The problem =>
Here are some records. Print all of them exactly.
-------
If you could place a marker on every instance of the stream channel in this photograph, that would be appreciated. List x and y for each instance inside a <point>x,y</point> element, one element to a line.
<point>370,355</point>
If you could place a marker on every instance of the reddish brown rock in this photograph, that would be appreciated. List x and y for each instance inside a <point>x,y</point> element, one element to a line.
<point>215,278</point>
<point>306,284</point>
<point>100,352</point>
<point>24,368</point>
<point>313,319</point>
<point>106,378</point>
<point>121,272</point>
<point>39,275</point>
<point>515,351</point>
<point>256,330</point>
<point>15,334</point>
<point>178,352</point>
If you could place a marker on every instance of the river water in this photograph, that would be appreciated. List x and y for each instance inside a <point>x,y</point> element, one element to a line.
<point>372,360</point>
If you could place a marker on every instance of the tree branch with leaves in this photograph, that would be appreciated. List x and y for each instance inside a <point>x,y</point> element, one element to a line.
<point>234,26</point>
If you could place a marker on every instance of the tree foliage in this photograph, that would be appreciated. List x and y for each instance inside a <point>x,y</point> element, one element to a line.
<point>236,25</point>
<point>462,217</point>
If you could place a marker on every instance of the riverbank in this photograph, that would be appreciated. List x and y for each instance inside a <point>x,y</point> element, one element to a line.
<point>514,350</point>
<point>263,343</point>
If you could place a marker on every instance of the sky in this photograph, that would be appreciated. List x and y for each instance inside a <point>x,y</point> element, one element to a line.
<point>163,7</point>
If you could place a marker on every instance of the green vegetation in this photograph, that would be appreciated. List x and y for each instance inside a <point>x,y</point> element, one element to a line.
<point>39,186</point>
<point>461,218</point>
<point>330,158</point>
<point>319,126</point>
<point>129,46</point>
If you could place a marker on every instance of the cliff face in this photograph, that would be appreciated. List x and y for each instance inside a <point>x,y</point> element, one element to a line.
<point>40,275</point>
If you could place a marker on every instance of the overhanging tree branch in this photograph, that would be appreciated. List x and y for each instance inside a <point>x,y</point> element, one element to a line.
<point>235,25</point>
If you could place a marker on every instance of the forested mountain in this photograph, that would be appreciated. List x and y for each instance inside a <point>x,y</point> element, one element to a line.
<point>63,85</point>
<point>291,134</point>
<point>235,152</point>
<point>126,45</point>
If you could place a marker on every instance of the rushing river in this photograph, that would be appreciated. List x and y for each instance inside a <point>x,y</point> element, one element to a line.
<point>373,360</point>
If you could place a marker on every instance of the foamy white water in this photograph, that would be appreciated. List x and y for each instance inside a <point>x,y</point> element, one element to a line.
-------
Exercise answer =>
If you could place a marker on every instance of the stream channel in this photograph, that would be appreciated. List x and y for each instance inside a <point>x,y</point> element, one element to a line.
<point>370,355</point>
If you could place a marker on every instance of the reddish brown rock in this photograph, that would be appreciated. List x and y for each instance inside a <point>x,y</point> element, one element to a line.
<point>215,278</point>
<point>306,284</point>
<point>100,352</point>
<point>24,368</point>
<point>313,319</point>
<point>106,378</point>
<point>121,272</point>
<point>39,275</point>
<point>515,351</point>
<point>256,330</point>
<point>15,334</point>
<point>178,352</point>
If you could place a marker on every instance of the river water in this photograph, that would be appreciated. List x and y for each instance inside a <point>x,y</point> element, one element to a line.
<point>372,360</point>
If you could place a marker on every instance of the tree branch with leaves in this photograph, that would be appreciated. List x and y for each instance inside a <point>x,y</point> element, one element to a line.
<point>234,26</point>
If you could place a marker on every instance of the tree foliage in this photograph, that would be appreciated. List x and y for each instance inside a <point>x,y</point> element, one element to a line.
<point>236,25</point>
<point>462,217</point>
If you could place a marker on every instance of the riverbank in this photograph, that would be appreciated. List x and y for each instance inside a <point>x,y</point> element, one element to a line.
<point>514,350</point>
<point>263,343</point>
If you could place a marker on every instance of the sky in this photograph, that would be appreciated. List x and y for each instance inside a <point>x,y</point> element, one element to a line.
<point>163,7</point>
If you could place a marker on every instance of the green vegetation in this photograph, that would be appreciated. List x and y for each instance inside a <point>x,y</point> element, one element to a line.
<point>39,186</point>
<point>461,218</point>
<point>330,158</point>
<point>319,126</point>
<point>129,46</point>
If you could place a marker on every instance of the cliff face in this photograph, that would be appreciated. List x and y for each instance inside a <point>x,y</point> element, one element to a line.
<point>40,275</point>
If you could place a marker on every instance of the overhanging tree branch in this photograph, that would be appreciated. List x and y for each instance inside a <point>x,y</point> element, one element to a line.
<point>235,25</point>
If you could place a marker on every instance of the forested mountain in this photograph, that would be appreciated. List x and y for each instance inside a <point>x,y</point> element, one element to a line.
<point>63,85</point>
<point>291,134</point>
<point>235,152</point>
<point>126,45</point>
If you could place a marker on every instance of the rushing river in this photograph, that would be appreciated. List x and y for each instance inside a <point>x,y</point> element, one element to a line.
<point>373,360</point>
If you could place a marker on every instance of the foamy white water in this photograph, that would be appreciated. List x and y for each instance inside a <point>x,y</point> element, one element to a line.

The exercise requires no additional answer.